Given exercise -> Render each line of the items below as a JSON list of strings, one string per line, leaving out any blank lines.

━━ Given records ━━

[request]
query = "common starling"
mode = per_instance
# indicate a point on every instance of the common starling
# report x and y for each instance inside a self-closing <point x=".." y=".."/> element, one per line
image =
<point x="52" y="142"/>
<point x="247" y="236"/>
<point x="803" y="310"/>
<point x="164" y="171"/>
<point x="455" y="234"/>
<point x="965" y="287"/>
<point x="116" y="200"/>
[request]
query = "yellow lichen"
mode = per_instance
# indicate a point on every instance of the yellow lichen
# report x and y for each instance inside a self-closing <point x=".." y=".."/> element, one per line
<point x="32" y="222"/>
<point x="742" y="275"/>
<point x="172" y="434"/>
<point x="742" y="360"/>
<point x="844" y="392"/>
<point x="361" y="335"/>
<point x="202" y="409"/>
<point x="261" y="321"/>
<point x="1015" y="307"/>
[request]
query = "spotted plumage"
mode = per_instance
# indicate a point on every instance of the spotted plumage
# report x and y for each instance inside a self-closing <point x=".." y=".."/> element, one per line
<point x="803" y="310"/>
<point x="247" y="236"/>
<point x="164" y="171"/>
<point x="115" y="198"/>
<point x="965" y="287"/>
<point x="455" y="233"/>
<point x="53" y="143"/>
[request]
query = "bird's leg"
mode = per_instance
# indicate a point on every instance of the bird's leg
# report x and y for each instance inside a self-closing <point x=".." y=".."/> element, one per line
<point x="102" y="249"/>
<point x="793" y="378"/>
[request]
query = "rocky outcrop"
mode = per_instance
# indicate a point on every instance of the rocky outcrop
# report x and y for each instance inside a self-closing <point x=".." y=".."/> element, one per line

━━━

Exercise response ->
[
  "[request]",
  "query = \"common starling\"",
  "mode = per_instance",
  "# indicate a point on every instance of the common starling",
  "# report x and y for each instance inside a self-closing <point x=\"..\" y=\"..\"/> element, one per line",
  "image =",
  "<point x=\"52\" y=\"142\"/>",
  "<point x=\"247\" y=\"236\"/>",
  "<point x=\"803\" y=\"310\"/>",
  "<point x=\"164\" y=\"171\"/>",
  "<point x=\"455\" y=\"234\"/>",
  "<point x=\"965\" y=\"287\"/>",
  "<point x=\"116\" y=\"200\"/>",
  "[request]",
  "query = \"yellow lichen\"",
  "mode = per_instance",
  "# indicate a point on every instance of the yellow lichen",
  "# report x and y for each instance inside a self-closing <point x=\"..\" y=\"..\"/> element, one per line",
  "<point x=\"32\" y=\"222\"/>",
  "<point x=\"742\" y=\"275\"/>",
  "<point x=\"172\" y=\"434\"/>",
  "<point x=\"742\" y=\"360\"/>",
  "<point x=\"844\" y=\"392\"/>",
  "<point x=\"361\" y=\"335\"/>",
  "<point x=\"202\" y=\"409\"/>",
  "<point x=\"261\" y=\"321\"/>",
  "<point x=\"1015\" y=\"307\"/>",
  "[request]",
  "query = \"spotted plumage\"",
  "mode = per_instance",
  "# indicate a point on every instance of the spotted plumage",
  "# report x and y for each instance inside a self-closing <point x=\"..\" y=\"..\"/> element, one per line",
  "<point x=\"803\" y=\"310\"/>",
  "<point x=\"247\" y=\"236\"/>",
  "<point x=\"164\" y=\"171\"/>",
  "<point x=\"115\" y=\"198\"/>",
  "<point x=\"965\" y=\"287\"/>",
  "<point x=\"455\" y=\"233\"/>",
  "<point x=\"53\" y=\"143\"/>",
  "[request]",
  "query = \"bird's leg\"",
  "mode = per_instance",
  "# indicate a point on every instance of the bird's leg",
  "# report x and y for each instance inside a self-closing <point x=\"..\" y=\"..\"/> element, one per line",
  "<point x=\"102\" y=\"249\"/>",
  "<point x=\"793\" y=\"378\"/>",
  "[request]",
  "query = \"rocky outcrop\"",
  "mode = per_instance",
  "# indicate a point on every instance of the rocky outcrop",
  "# report x and y for each instance inside a self-closing <point x=\"..\" y=\"..\"/> element, one per line"
]